#### EXTRACT PROVIDED:
#####

Music copyright is elitist. Many theorists have made this claim. They have pointed to the fact that copyright law tends to equate music with its notated form. It therefore over-privileges aspects that can be written down - principally melody and harmony – while it deals unfairly with those elements that can only be loosely captured in a score, such as rhythm and timbre. It is suited to classical music; it is not suited to popular music.
There is evidence of this bias in case law. The Spandau Ballet case, for example, stemmed from a dispute between guitarist Gary Kemp, who claimed that he was the sole author of the group’s songs because he initiated them, and the other members of the band, who argued that they should be regarded as co-authors because they fleshed out Kemp’s compositions with their musical arrangements. Park J found in Kemp’s favour, noting that
A composer can ‘hear’ the sound of his composition in his mind before he ever hears it played. Beethoven could hear his music in this sense even when he was deaf. When Mr. Kemp was devising his songs the sound which he had in his musical consciousness must surely have been the sound they would have when performed by Spandau Ballet, not the sound they would have when sung by Mr. Kemp alone to the accompaniment just of his own guitar.
This decision rested on the conception of the genius romantic composer.
It should nevertheless be remembered that most songwriting agreements do not come to court. In addition, songwriters are free to make their own decisions about musical worth. They can credit groove and timbre if they want to. In fact, common practice amongst hip-hop and R&B composers is to give 50% of the compositional credits to the author(s) of the rhythm track. If there is an elitist bias, it is at a judicial level; it is not enforced by the legislation itself.
There is a classical music bias that has been overlooked, however. Academics have focused on the copyright in songs. They have not addressed the elitism of sound recording copyright, which it could be argued has had more profound effects. It is in this area that the bias is legislatively embedded.
Sound recordings have regularly been equated with film in copyright law. There is a fundamental difference, nonetheless. Films have the possibility of two copyrights. There is one that recognises financial and organisational skills, which is awarded to the producer, and another that recognises the original creativity in films, which is usually awarded to the director. In contrast, there is usually only one copyright in sound recordings. It recognises financial input and organisational skills, and is commonly claimed by the record company.

#####

#### REQUIRED WORK:
a - Turn everything in the rows from the line containing "Would you be able to mark the truck windshield" down to the final row into a JSON list of strings, one string per line, with blank lines left out.
b - Go on with the piece on music copyright from the point where it stops.

Object point labels:
#####

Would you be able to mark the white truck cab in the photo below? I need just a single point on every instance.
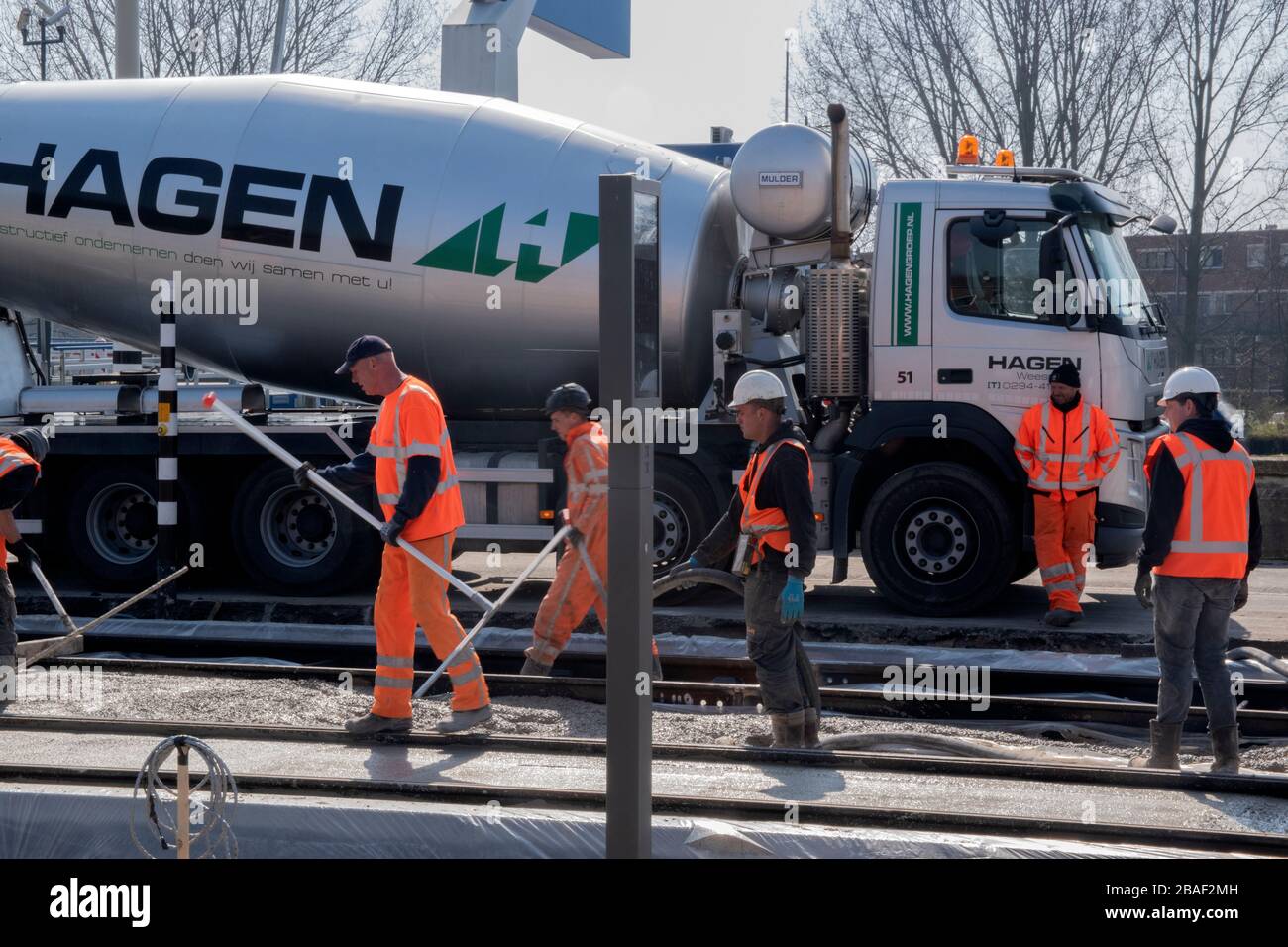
(979, 287)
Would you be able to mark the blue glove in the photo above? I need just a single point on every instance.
(791, 603)
(390, 531)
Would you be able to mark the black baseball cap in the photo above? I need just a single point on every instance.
(362, 347)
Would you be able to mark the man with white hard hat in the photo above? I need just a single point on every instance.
(771, 528)
(1202, 539)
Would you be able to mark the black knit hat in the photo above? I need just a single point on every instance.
(1065, 373)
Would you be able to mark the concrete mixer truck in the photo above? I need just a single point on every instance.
(465, 231)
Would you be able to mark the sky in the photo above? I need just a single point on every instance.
(695, 63)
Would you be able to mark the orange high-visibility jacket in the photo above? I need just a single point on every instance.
(1065, 451)
(411, 423)
(12, 457)
(587, 470)
(767, 526)
(1211, 536)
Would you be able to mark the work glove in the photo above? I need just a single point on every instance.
(691, 564)
(26, 554)
(1145, 589)
(390, 531)
(1240, 596)
(791, 602)
(301, 475)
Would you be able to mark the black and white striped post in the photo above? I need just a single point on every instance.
(167, 459)
(125, 359)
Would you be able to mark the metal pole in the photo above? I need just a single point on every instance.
(279, 37)
(128, 39)
(167, 460)
(625, 338)
(787, 71)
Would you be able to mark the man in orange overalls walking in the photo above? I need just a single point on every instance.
(583, 571)
(21, 454)
(1068, 447)
(410, 460)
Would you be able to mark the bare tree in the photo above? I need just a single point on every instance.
(387, 42)
(1219, 145)
(1061, 81)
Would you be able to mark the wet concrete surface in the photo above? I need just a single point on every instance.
(850, 611)
(772, 783)
(313, 702)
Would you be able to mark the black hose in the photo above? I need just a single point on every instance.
(698, 577)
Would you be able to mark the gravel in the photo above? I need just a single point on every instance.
(310, 702)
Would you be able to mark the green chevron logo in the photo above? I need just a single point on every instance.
(473, 249)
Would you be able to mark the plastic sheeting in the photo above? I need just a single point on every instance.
(248, 634)
(68, 822)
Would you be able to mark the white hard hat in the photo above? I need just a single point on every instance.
(1189, 379)
(758, 385)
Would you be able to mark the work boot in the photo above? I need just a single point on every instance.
(810, 740)
(8, 678)
(370, 724)
(1060, 617)
(1164, 742)
(464, 719)
(535, 668)
(789, 729)
(1225, 749)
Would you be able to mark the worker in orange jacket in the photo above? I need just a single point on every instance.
(1067, 447)
(583, 571)
(21, 454)
(410, 460)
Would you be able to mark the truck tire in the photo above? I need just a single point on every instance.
(111, 526)
(939, 540)
(290, 540)
(683, 515)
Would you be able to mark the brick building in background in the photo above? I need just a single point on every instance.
(1243, 304)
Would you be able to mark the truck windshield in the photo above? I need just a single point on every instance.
(1120, 294)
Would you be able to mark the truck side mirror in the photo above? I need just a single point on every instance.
(992, 227)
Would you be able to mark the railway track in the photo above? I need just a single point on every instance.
(726, 694)
(812, 812)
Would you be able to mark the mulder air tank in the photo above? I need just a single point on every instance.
(464, 230)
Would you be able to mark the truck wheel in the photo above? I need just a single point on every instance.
(682, 519)
(112, 526)
(292, 540)
(939, 540)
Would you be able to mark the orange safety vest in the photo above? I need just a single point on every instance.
(1067, 453)
(12, 457)
(767, 526)
(411, 423)
(1211, 538)
(587, 470)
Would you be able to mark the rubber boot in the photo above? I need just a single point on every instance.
(789, 729)
(1225, 749)
(810, 740)
(8, 678)
(1164, 742)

#####

#### PER-TASK ANSWERS:
a -
[
  "Would you be able to mark the truck windshield in the photo above? I need just a single point on every instance.",
  "(1120, 294)",
  "Would you be able to mark the truck side mirror in the photo above? I need just a single point on every instance.",
  "(992, 227)",
  "Would you be able to mark the railway track in the photo above? I need just a single point on every instance.",
  "(726, 694)",
  "(812, 812)",
  "Would you be able to mark the mulder air tank in the photo above? I need just a single point on every instance.",
  "(464, 230)",
  "Would you be able to mark the truck wheel in the photo above? I need just a single point on every instance.",
  "(682, 519)",
  "(112, 526)",
  "(292, 540)",
  "(939, 540)",
  "Would you be able to mark the orange safety vest in the photo above? I need just a single point on every instance.",
  "(1067, 453)",
  "(12, 457)",
  "(767, 526)",
  "(411, 423)",
  "(1211, 538)",
  "(587, 470)",
  "Would you be able to mark the rubber boot in the photo above? I need just a single point on every instance.",
  "(789, 729)",
  "(1225, 749)",
  "(810, 740)",
  "(8, 678)",
  "(1164, 742)"
]

b -
Why is there no creative copyright in sound recordings? Classical music can take some of the blame. Film directors have been awarded a copyright because of their genius. These auteurs take the base material of the film script and convert it into a new artistic work (this conception of directors is itself a reflection of the romantic bias of copyright law). If sound recording were to receive a similar copyright, evidence would need to be provided of creative individuals who take the musical composition and by virtue of their ‘personal and original character’ create a new work, which can be judged to have artistic merit of its own.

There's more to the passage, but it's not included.